**AUSGANGSTEXT:**
☆ ☆ ☆ ☆ ☆ ☆ ☆
Geldstrafe für Blockierer beim Polizeieinsatz

Erstveröffentlicht: 
03.09.2009

Geldstrafe für Blockierer beim Polizeieinsatz

 

In der Nacht von 27. auf den 28. Juli 2006 gegen Mitternacht nahm die Freiburger Polizei an der Unterführung nahe dem BZ-Haus in der Basler Straße einen Graffiti-Sprayer fest. Als die Beamten den Mann aufs Revier bringen wollten, kamen ihm aus dem nahe gelegenen autonomen Zentrum KTS nach und nach immer mehr Menschen zur Hilfe. Rund 120 Personen blockierten schließlich den Polizeiwagen und verhinderten so, dass er mit dem Festgenommenen wegfuhr.


In dem Tumult wurde das Auto durch Tritte beschädigt – und ein Polizist durch eine Flasche schwer am Auge verletzt. Wer die Flasche geworfen hatte, konnte die Polizei nicht ermitteln. Weil er zu den Blockierern gehörte, die das Auto am Wegfahren hinderten, wurde nun aber ein 25-Jähriger Mann auch in zweiter Instanz zu einer Geldstrafe wegen Landfriedensbruchs verurteilt.

Der Jurastudent war erst im Mai 2007, also zehn Monate nach dem Vorfall, zufällig auf einer Demonstration von einer Polizistin wiedererkannt worden, die auch an der Festnahme des Sprayers beteiligt gewesen war. Wegen seines markanten Aussehens sei ihr der Mann in Erinnerung geblieben, sagte sie damals aus. Aufgrund dieser Aussage wurde der Mann im Dezember 2008 vom Freiburger Amtsgericht zu einer Geldstrafe verurteilt.
☆ ☆ ☆ ☆ ☆ ☆ ☆
**DATENSÄTZE:**
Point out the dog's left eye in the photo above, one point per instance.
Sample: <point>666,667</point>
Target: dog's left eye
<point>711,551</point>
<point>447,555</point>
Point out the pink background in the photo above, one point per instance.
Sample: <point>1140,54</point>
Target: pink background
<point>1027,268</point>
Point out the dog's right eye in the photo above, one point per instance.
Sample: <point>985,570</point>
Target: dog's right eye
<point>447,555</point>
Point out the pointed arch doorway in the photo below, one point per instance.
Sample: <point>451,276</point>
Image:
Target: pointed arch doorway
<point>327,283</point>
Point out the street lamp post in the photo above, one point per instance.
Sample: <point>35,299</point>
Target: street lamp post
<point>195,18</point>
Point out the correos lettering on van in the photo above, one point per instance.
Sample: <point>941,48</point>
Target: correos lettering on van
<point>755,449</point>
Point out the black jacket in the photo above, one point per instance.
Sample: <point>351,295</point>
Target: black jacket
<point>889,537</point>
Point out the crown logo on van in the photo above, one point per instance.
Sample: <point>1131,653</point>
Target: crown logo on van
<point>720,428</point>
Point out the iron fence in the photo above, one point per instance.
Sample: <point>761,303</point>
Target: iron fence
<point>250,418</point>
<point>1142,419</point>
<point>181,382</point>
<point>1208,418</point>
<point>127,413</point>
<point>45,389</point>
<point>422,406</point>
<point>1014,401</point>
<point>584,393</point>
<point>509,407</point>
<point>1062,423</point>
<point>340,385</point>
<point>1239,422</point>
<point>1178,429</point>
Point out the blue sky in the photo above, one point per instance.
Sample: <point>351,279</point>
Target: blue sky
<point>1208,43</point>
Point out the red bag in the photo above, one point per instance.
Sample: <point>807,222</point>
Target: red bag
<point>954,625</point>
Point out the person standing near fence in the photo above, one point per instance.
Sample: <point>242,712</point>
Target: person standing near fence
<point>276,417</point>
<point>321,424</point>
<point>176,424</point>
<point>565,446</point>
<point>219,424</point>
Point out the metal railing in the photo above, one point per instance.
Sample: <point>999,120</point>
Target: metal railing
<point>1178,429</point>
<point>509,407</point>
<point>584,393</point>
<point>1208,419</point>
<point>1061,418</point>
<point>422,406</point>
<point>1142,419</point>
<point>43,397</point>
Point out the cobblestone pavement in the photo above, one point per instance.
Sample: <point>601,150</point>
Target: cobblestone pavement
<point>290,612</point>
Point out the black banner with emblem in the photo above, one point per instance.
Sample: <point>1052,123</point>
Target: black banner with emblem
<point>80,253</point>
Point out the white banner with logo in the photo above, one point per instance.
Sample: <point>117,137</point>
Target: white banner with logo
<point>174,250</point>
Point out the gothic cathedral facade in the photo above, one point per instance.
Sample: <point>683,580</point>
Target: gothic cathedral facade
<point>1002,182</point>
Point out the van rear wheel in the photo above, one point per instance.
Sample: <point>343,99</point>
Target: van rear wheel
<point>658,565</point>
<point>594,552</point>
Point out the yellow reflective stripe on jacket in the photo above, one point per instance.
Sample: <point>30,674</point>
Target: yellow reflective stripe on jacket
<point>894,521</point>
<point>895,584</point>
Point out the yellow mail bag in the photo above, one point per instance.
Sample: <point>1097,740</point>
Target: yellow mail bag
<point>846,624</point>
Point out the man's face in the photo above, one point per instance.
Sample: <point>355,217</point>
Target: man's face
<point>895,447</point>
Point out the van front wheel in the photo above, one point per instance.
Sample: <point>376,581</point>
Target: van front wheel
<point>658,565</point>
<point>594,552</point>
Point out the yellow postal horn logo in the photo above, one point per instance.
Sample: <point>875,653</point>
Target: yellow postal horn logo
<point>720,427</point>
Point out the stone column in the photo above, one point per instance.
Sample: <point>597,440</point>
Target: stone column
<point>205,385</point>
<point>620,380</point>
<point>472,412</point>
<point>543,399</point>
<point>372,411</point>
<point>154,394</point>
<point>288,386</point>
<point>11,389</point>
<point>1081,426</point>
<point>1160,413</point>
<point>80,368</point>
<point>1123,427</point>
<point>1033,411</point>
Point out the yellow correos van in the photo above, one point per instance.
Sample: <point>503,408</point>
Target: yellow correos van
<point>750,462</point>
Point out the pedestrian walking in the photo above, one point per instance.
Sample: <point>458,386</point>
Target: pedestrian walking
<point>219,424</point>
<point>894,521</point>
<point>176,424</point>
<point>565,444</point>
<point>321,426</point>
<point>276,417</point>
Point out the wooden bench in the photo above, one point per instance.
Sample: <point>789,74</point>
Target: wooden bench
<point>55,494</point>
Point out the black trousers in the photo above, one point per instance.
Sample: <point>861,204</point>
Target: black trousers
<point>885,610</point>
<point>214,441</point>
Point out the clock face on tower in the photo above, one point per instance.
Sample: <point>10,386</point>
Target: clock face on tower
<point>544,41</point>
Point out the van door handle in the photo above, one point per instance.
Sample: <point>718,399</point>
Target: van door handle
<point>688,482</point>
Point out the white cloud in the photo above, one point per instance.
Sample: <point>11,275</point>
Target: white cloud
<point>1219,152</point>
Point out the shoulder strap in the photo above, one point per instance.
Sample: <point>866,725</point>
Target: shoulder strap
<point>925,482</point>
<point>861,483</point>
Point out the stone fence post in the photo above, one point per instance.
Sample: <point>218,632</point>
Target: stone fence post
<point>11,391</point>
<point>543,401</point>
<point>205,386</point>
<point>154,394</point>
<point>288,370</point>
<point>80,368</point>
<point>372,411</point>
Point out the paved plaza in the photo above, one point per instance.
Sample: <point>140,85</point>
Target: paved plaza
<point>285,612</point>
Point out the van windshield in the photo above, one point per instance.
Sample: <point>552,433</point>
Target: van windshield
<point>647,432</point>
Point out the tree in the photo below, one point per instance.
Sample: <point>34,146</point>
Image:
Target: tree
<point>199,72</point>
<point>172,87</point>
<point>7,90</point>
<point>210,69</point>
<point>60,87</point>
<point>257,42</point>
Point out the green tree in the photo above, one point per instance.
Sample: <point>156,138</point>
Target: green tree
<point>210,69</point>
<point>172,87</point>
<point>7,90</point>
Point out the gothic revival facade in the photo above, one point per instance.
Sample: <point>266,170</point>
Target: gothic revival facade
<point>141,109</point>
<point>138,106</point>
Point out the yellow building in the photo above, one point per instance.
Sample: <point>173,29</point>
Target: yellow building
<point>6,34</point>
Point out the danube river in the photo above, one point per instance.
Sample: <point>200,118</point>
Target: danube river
☆ ☆ ☆ ☆ ☆ ☆ ☆
**AUFGABEN:**
[a] Beantworten Sie anhand des Artikels die folgenden Fragen:
(i) Wo nahm die Freiburger Polizei den Graffiti-Sprayer fest?
(ii) Wie viele Personen blockierten schließlich den Polizeiwagen?
(iii) Wann verurteilte das Freiburger Amtsgericht den Jurastudenten?
[b] Erläutern Sie mit den Angaben des Artikels, weshalb der 25-Jährige verurteilt wurde, obwohl der Flaschenwurf nicht aufgeklärt werden konnte.
[c] Geben Sie einen Abschnitt des Artikels wortgetreu wieder. Beginnen Sie bei den Worten „Der Jurastudent war“ und hören Sie nach „einer Geldstrafe verurteilt.“ auf.

**LÖSUNGEN:**
[a]
(i) An der Unterführung nahe dem BZ-Haus in der Basler Straße.
(ii) Rund 120 Personen.
(iii) Im Dezember 2008.

[b] Er gehörte zu den Blockierern, die das Polizeiauto am Wegfahren hinderten. Deshalb wurde er wegen Landfriedensbruchs zu einer Geldstrafe verurteilt, auch wenn die Polizei nicht ermitteln konnte, wer die Flasche geworfen hatte.

[c]
Der Jurastudent war erst im Mai 2007, also zehn Monate nach dem Vorfall, zufällig auf einer Demonstration von einer Polizistin wiedererkannt worden, die auch an der Festnahme des Sprayers beteiligt gewesen war. Wegen seines markanten Aussehens sei ihr der Mann in Erinnerung geblieben, sagte sie damals aus. Aufgrund dieser Aussage wurde der Mann im Dezember 2008 vom Freiburger Amtsgericht zu einer Geldstrafe verurteilt.